Alıntı Metin:
++++

Fenerbahçe sezona klasik bir başarıyla başladı: Transfer şampiyonluğu...
Yepyeni bir kadro kuran Sarı Lacivertliler buna bir de hazırlık turnuvası şampiyonluğu ekleyince camiada moraller sezon başı klasiği olarak üst seviyeye ulaşıverdi.
Öyle ki, bir çok isim rekorlarla dolu1988/89 sezonun başlangıcını hatırlayıverdi. O sezona da Fenerbahçe Rize deplasmanında başlamış ve 5-0’lık galibiyetle dönmüştü.
Yeni sezonda yeni kadronun da ilk sınavı Rize deplasmanındaydı...
Bu arada Fenerbahçe’nin son yıllarda alışkanlığa da dönen bir yenilgi huyu doğmuştu. Bırakın deplasmanı, Kadıköy’e gelen bazı takımlara bile ‘net favori’ olarak çıkamayan bir takım olmuşlardı.
Bu açıdan bakıldığında Fenerbahçe’nin sezona nasıl başlayacağı çok önemliydi. Taraftarı artık takımlarının kolay kaybeden değil, aksine kazanma alışkanlığını yeniden huy edinen bir ekip olmasını istiyordu...

++++

Verilen Girdiler:
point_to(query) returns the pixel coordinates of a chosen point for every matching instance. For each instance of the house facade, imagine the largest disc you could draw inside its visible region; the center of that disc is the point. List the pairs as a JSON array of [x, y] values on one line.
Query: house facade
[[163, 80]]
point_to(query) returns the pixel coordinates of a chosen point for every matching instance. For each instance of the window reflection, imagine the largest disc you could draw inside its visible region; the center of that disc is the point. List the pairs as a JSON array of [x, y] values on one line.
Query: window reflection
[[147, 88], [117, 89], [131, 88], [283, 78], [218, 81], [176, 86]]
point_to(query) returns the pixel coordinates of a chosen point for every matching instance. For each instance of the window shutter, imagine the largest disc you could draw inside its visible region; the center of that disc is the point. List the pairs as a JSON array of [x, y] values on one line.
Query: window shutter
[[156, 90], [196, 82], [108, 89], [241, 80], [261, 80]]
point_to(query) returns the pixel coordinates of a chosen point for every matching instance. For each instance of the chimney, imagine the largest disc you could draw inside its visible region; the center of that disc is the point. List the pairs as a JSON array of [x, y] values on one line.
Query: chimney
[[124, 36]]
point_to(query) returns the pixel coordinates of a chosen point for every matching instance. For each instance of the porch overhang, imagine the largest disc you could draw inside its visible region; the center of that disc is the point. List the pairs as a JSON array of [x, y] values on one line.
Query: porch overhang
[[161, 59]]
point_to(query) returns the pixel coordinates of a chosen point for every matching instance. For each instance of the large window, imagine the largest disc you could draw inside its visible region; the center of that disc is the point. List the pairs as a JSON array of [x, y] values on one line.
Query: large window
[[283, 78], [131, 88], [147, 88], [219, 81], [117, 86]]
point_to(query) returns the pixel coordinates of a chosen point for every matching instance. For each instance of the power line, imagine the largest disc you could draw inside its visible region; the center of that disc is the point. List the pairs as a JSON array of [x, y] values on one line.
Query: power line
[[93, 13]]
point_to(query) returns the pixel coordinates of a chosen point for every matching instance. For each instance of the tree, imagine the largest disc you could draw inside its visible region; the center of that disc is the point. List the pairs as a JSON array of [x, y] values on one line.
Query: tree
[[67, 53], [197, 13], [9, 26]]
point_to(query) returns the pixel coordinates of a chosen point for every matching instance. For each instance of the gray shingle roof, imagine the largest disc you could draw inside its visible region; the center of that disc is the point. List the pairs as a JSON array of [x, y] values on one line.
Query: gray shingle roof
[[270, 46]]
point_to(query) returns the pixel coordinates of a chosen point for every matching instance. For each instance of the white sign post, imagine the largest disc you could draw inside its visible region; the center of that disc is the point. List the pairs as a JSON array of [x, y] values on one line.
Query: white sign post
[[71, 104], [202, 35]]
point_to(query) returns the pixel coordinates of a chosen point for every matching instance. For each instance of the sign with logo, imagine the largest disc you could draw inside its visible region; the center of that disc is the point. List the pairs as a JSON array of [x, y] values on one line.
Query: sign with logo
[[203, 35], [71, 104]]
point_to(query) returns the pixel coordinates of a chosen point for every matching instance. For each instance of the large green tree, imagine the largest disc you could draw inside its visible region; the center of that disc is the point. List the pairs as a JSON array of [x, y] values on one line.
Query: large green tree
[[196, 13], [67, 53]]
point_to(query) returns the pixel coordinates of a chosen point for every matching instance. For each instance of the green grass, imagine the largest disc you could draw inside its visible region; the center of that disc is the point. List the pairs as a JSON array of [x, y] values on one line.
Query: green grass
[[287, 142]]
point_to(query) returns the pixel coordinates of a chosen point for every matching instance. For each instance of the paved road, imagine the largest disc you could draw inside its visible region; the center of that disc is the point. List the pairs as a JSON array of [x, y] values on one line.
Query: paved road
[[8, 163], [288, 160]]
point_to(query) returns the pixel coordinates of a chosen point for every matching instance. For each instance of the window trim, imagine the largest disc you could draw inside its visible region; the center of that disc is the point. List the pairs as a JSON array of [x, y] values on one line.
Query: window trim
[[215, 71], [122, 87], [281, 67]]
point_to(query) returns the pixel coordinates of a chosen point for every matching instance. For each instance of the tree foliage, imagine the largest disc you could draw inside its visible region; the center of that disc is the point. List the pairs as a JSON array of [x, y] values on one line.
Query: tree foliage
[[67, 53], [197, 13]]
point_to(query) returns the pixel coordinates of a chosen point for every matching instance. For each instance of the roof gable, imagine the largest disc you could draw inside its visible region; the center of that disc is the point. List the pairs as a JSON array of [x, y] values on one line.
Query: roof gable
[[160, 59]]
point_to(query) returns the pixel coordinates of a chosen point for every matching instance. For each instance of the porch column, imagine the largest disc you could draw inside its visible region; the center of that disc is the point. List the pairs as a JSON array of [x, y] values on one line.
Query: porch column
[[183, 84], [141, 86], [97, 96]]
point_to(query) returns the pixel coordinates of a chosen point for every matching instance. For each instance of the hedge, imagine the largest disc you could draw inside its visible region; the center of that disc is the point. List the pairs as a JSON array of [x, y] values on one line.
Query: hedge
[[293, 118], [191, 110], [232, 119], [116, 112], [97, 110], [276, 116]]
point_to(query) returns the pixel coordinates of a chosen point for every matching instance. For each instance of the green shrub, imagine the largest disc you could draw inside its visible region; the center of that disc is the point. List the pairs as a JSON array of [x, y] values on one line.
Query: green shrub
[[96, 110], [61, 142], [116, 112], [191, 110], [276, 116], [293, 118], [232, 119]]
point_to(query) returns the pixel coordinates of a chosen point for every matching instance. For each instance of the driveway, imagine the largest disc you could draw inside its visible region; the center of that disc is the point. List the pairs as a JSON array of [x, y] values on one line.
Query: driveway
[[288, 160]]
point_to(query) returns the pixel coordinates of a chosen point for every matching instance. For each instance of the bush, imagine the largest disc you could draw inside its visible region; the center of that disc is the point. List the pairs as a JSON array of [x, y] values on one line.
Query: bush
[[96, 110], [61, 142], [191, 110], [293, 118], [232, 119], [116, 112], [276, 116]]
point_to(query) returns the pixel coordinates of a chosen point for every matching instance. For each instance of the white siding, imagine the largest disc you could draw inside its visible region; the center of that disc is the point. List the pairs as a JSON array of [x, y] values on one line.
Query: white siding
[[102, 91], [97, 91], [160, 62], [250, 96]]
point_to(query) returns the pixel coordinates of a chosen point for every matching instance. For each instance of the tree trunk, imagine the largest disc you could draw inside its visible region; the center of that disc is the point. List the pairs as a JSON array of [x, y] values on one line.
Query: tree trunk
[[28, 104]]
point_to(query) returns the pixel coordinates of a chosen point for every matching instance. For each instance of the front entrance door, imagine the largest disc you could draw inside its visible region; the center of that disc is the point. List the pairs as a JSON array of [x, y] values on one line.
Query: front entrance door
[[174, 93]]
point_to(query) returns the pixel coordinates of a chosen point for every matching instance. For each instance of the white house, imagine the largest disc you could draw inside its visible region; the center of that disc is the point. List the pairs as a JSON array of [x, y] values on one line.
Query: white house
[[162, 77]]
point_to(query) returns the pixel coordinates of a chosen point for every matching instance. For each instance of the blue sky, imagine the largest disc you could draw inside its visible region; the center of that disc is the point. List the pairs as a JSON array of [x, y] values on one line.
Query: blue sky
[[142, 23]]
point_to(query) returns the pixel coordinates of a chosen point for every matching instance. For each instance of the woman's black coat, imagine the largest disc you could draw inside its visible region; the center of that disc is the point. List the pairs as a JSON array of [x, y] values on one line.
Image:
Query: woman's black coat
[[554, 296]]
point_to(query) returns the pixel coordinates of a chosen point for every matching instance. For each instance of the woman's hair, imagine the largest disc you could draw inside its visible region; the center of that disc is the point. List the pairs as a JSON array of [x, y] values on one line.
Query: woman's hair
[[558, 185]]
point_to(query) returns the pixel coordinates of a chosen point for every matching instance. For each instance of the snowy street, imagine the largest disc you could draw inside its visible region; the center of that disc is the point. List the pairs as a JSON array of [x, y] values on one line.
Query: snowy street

++++

Görev 1:
Aşağıdaki ifadelerin Fenerbahçe metniyle uyuşup uyuşmadığını evet ya da hayır diye belirtin ve her biri için metindeki belirleyici sözleri aynen alıntılayın.
(a) Fenerbahçe hazırlık turnuvasında şampiyon oldu.
(b) Yeni sezonda yeni kadronun ilk sınavı Kadıköy'deydi.
(c) Fenerbahçe 1988/89 sezonunun ilk maçını kaybetmişti.
Görev 2: Fenerbahçe metninde üç noktayla (...) biten cümlelerin hepsini sıralayın.
Görev 3: Lütfen Fenerbahçe'nin sezon başlangıcını anlatan metni son cümlesinden sonrasıyla sürdürün.

Görevin Cevabı 1:
(a) Evet: "buna bir de hazırlık turnuvası şampiyonluğu ekleyince"
(b) Hayır: "Yeni sezonda yeni kadronun da ilk sınavı Rize deplasmanındaydı..."
(c) Hayır: "O sezona da Fenerbahçe Rize deplasmanında başlamış ve 5-0’lık galibiyetle dönmüştü."

Görevin Cevabı 2:
1. "Fenerbahçe sezona klasik bir başarıyla başladı: Transfer şampiyonluğu..."
2. "Yeni sezonda yeni kadronun da ilk sınavı Rize deplasmanındaydı..."
3. "Taraftarı artık takımlarının kolay kaybeden değil, aksine kazanma alışkanlığını yeniden huy edinen bir ekip olmasını istiyordu..."

Görevin Cevabı 3:
Bir de başkan Ali Koç açısından bakalım. Sportif açıdan düş kırıklılarıyla geçen 2 sezonun ardından Ali Koç, tüm maddi zorluklara karşın bir kez daha yepyeni bir takım kurdu. Bu arada Bankalar Birliği ile yaptığı çalışmalar Fenerbahçe ile beraber bir çok kulübün önünü açan bir yol sağladı. 2 yılda yitirilen imaj, son dönemde yeniden kazanılma noktasına geldi.
Ancak futbolun acı gerçeğini de unutmamak gerek: Ne yaparsanız yapın, top 2 direğin arasından geçmezse her şey unutulur!
Son günlerde yetiştirilen lisanslar sonrası Fenerbahçe, Rizespor karşısına yenilerden 3 isme ilk onbirde yer vererek çıktı. Elbette sezonun ilk sınavında ‘olur - olmaz’ hesabına girecek değiliz ama futbol anlayışı açısından verilecek mesaj önemliydi...
İyi başladı Fenerbahçe. İyi de bitirdi...
3 penaltı pozisyonu vardı. İkisinde kararı verilen penaltının biri gol oldu...
Sezon balında artıya yazılacak moral hanelerine bir yenisi de Rize’de eklendi... 1-0 yenilgiden alınan galibiyet bir takım için sezonun ilk haftasında olabilecek en büyük artılardan biri...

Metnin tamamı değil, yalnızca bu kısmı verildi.